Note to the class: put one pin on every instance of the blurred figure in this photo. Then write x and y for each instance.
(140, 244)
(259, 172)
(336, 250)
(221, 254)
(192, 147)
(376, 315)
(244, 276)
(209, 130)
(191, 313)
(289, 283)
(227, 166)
============================================================
# WHAT IS REQUIRED
Give back the data exactly, with no line dropped.

# SOLVED EXERCISE
Note to the class: put one pin on every instance of the blurred figure in this photo. Then write x and y for each instance.
(140, 244)
(259, 172)
(336, 250)
(221, 254)
(192, 147)
(376, 315)
(244, 276)
(209, 130)
(191, 313)
(289, 283)
(227, 166)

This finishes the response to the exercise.